EXERCISE TASK: Convert the lines below into a JSON list of strings, one string per line, leaving out any blank lines.

EXCERPTED RECORDS:

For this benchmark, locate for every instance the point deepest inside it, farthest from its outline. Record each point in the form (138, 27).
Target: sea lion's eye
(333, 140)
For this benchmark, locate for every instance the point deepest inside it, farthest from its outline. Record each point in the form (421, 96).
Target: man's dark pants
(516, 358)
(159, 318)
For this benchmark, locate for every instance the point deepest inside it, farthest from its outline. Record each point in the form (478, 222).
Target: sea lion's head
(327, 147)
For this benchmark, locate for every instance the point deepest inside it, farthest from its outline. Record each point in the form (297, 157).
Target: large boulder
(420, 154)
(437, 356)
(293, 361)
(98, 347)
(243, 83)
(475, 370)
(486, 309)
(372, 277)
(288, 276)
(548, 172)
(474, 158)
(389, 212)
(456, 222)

REPLY:
[
  "For this benchmark, locate for every instance the point deepest inside it, farthest from its outline. Record each point in the form (138, 27).",
  "Target: sea lion's eye",
  "(333, 140)",
  "For this benchmark, locate for every instance the point deepest inside it, farthest from its outline. Record each point in the form (421, 96).",
  "Target: man's dark pants",
  "(516, 358)",
  "(159, 318)",
  "For this benchmark, locate for every instance the point deepest inside it, farthest from its outline. Record each point in the form (478, 222).",
  "Target: sea lion's head",
  "(327, 147)",
  "For this benchmark, locate for every instance the point deepest inside it, farthest from its outline. Record each point in the form (297, 157).",
  "Target: large boulder",
  "(420, 154)",
  "(437, 356)",
  "(293, 361)",
  "(98, 347)",
  "(243, 83)",
  "(475, 370)",
  "(486, 309)",
  "(372, 277)",
  "(288, 276)",
  "(548, 172)",
  "(474, 158)",
  "(389, 212)",
  "(456, 222)"
]